PROBLEM: Wherever the line with "In this exercise you will indicate the bare" sits in the listing below, transcribe from it up to and including the line with "In this exercise you will indicate the gravel", exactly, and leave the remaining lines out.

BEGIN MATERIALS PROVIDED

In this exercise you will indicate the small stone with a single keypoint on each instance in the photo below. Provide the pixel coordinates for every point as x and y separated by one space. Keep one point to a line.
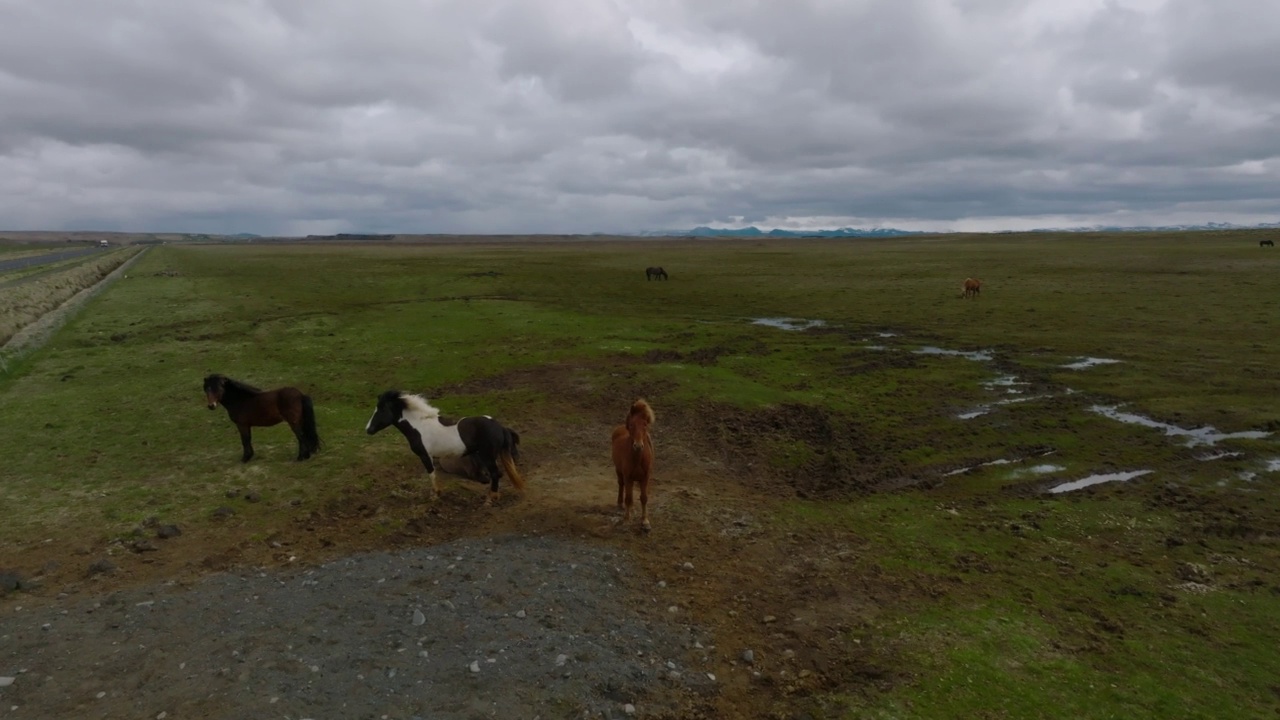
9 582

END MATERIALS PROVIDED
BEGIN MATERIALS PROVIDED

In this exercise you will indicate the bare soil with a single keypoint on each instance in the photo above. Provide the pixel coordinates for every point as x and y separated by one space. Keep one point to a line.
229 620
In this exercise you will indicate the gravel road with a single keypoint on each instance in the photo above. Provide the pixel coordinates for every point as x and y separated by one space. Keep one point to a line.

END MATERIALS PROVIDED

TASK RESULT:
In this exercise you will indicate the bare soil with a single keypoint on each instance in the photo above. Provide the pixel coordinates for every point as x and y separated by one space. Keep one point to a line.
229 620
In this exercise you will indicate the gravel road with a single keypoint on each instance in the photo above. Provide the pixel coordinates for every point as x and y separated by one space. Keep one point to a line.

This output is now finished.